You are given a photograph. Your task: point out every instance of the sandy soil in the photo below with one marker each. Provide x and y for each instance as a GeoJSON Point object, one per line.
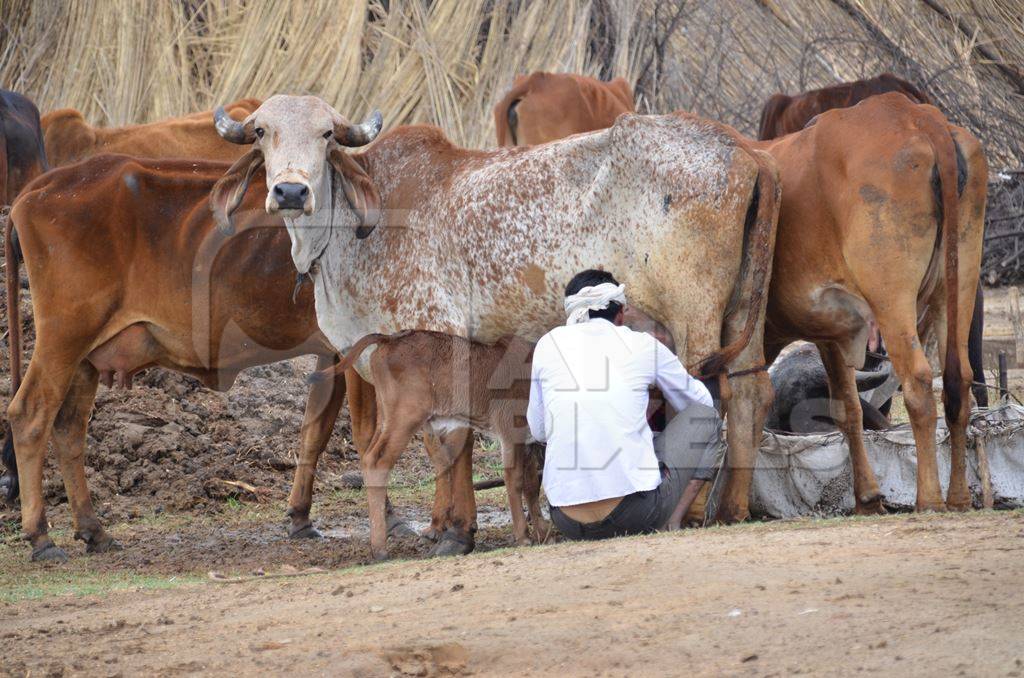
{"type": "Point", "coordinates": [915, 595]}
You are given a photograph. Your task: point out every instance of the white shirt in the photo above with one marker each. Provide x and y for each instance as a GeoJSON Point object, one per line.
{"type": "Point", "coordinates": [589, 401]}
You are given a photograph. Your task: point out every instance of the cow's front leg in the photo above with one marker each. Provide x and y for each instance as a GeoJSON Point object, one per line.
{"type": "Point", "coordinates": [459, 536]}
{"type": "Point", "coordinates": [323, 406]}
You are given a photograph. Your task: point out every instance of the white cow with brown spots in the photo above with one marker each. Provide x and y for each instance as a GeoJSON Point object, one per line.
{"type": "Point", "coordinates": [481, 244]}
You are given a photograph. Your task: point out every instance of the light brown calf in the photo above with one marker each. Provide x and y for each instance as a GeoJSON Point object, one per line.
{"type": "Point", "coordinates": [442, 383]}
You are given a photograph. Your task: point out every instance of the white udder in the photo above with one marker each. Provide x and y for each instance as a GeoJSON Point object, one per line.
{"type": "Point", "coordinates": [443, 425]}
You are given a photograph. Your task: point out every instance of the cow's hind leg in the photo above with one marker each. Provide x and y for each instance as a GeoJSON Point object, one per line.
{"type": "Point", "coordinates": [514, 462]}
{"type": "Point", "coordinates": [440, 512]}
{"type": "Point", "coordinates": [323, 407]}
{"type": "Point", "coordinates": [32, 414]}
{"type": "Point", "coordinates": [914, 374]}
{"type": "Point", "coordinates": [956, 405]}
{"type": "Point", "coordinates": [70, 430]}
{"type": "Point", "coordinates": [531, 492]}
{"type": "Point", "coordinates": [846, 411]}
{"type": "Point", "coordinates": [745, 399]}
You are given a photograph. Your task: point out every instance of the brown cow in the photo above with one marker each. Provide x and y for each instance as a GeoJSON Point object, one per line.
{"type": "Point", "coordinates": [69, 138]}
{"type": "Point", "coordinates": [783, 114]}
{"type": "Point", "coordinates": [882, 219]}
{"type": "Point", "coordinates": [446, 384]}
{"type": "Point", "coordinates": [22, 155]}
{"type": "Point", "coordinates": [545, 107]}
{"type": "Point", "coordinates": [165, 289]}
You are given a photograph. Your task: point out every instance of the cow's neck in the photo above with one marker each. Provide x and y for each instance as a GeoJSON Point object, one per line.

● ● ● ●

# [Exercise requirements]
Transcribe every record above exactly, leaving out the pictures.

# [Output below]
You are given a photograph. Your task: point out every instance of the sandy soil in the photo below with one marker each. Provide x and y for each instance as a GeoJSON Point object, one per line.
{"type": "Point", "coordinates": [915, 595]}
You are given a photograph. Your task: point out every instance of the white shirt in the photo above with one marker each. Provide x and y for each instance as a GeoJSON Point object, one per line.
{"type": "Point", "coordinates": [589, 401]}
You are given a photograph. Your task: point out every instance of the cow's front leg in the photo above with one marker each. Provide x and y for each instance as a GeoJSON Point object, one per line.
{"type": "Point", "coordinates": [459, 536]}
{"type": "Point", "coordinates": [323, 406]}
You are given a photograph. Your task: point out every instance of the white cow with brown spots in the photo above with one marker each. Provide x and y for each instance as a GeoJSON Point object, one per line.
{"type": "Point", "coordinates": [481, 244]}
You are given a photograph. Your task: point out every instance of the light brown calf in the photo above with one marker each. Provide x and y for each instance as a GeoJSON Point object, one per line.
{"type": "Point", "coordinates": [442, 383]}
You are given a photograph. Your task: point out every instance of the white udder in the photo above with one marker each. Provide x and y for each instance as a GeoJSON Point object, one per line.
{"type": "Point", "coordinates": [443, 425]}
You are given a photograph. Your task: point out every instance of the cow's hind leg in the photo above with one marker each. Provide x and y for each instance as a GeoJSON Point object, one per line.
{"type": "Point", "coordinates": [514, 462]}
{"type": "Point", "coordinates": [440, 512]}
{"type": "Point", "coordinates": [323, 407]}
{"type": "Point", "coordinates": [32, 414]}
{"type": "Point", "coordinates": [914, 374]}
{"type": "Point", "coordinates": [956, 405]}
{"type": "Point", "coordinates": [70, 430]}
{"type": "Point", "coordinates": [531, 492]}
{"type": "Point", "coordinates": [846, 411]}
{"type": "Point", "coordinates": [745, 399]}
You are given a photograph. Your task: point out every instance of the brown cow in the photo above with one marker each. Provide x and y for each instance as a GeoJSON Point object, one per line.
{"type": "Point", "coordinates": [69, 138]}
{"type": "Point", "coordinates": [783, 114]}
{"type": "Point", "coordinates": [882, 219]}
{"type": "Point", "coordinates": [446, 384]}
{"type": "Point", "coordinates": [22, 155]}
{"type": "Point", "coordinates": [545, 107]}
{"type": "Point", "coordinates": [165, 289]}
You are given a photograph. Your task: point out every instance of the cow's neck in the photo above with one marker each. Provide x and y for each instance as a GeoJSON Point object, one per line.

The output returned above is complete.